Copy the rows below word for word, from the start of the rows through the line containing "point(236, 52)", both ends included. Leave the pictures out of your copy.

■ ■ ■ ■

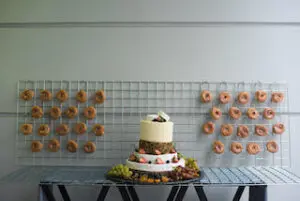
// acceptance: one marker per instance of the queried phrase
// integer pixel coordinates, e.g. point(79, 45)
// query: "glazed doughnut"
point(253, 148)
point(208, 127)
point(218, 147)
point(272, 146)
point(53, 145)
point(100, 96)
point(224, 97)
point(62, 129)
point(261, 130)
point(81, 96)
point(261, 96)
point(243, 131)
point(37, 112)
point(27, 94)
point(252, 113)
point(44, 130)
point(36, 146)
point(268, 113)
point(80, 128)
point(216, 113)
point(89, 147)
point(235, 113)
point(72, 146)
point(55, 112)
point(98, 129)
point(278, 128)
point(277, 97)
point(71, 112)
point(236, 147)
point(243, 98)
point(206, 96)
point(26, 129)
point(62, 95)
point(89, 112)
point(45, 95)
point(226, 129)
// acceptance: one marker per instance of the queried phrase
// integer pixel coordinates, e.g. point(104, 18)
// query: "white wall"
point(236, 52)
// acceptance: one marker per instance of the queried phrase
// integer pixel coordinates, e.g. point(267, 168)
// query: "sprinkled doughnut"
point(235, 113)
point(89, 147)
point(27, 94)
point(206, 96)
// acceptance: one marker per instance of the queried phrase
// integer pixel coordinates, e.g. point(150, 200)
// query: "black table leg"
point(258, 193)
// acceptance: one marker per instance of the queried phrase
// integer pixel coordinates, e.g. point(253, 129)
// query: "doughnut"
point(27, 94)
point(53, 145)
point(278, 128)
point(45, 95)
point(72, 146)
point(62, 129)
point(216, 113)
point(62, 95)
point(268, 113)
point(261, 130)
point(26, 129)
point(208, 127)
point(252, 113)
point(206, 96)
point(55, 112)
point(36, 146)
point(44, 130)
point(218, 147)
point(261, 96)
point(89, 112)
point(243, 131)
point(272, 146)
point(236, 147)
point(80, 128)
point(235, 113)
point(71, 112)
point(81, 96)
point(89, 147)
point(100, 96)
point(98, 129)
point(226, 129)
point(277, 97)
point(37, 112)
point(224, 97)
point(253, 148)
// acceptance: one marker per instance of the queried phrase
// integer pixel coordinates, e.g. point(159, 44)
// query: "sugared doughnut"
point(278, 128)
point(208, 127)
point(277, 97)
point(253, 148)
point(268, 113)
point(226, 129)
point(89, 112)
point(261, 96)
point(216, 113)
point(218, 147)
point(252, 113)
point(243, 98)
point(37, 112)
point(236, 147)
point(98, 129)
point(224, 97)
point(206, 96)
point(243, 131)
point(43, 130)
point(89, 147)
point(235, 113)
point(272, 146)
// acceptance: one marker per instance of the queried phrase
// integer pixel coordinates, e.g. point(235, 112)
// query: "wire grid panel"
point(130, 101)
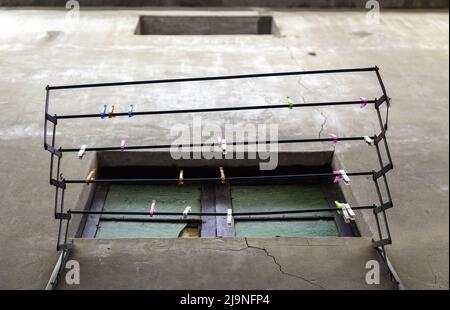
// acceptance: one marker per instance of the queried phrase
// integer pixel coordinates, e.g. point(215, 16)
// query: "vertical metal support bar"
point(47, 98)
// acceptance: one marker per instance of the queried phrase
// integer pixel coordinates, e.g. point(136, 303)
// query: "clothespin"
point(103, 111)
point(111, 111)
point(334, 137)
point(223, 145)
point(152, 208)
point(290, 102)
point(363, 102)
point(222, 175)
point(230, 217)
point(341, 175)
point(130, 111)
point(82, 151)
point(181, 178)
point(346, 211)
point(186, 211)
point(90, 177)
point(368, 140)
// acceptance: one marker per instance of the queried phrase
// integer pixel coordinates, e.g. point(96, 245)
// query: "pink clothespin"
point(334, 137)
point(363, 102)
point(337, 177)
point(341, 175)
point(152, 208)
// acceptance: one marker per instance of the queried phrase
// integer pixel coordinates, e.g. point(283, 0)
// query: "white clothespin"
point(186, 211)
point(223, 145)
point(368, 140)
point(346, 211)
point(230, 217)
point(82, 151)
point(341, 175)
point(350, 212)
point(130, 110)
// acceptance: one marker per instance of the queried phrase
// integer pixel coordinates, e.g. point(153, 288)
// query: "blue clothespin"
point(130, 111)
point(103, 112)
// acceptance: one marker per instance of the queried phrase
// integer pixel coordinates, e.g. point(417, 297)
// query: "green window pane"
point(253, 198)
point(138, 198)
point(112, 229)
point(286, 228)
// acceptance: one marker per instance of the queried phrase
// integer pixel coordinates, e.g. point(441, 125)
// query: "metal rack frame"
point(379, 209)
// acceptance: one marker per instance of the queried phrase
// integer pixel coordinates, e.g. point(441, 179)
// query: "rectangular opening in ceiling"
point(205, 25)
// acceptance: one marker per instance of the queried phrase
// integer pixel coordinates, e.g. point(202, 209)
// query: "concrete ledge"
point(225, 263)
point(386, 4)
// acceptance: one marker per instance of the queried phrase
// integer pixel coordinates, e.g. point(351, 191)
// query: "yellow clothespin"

■ ■ ■ ■

◆ Output for this task ◆
// acceptance: one marker per instance of the queried phrase
// integer pixel coordinates, e.g. point(79, 45)
// query: "glazed doughnut"
point(253, 148)
point(208, 127)
point(218, 147)
point(272, 146)
point(53, 145)
point(100, 96)
point(224, 97)
point(62, 129)
point(261, 130)
point(81, 96)
point(261, 96)
point(243, 131)
point(37, 112)
point(27, 94)
point(252, 113)
point(44, 130)
point(36, 146)
point(268, 113)
point(80, 128)
point(216, 113)
point(89, 147)
point(235, 113)
point(72, 146)
point(55, 112)
point(98, 129)
point(278, 128)
point(277, 97)
point(71, 112)
point(236, 147)
point(243, 98)
point(206, 96)
point(26, 129)
point(62, 95)
point(89, 112)
point(45, 95)
point(226, 129)
// acceptance: one marker per instance of the queried phrase
// integer pixel coordinates, e.g. point(104, 18)
// query: "white wall"
point(236, 52)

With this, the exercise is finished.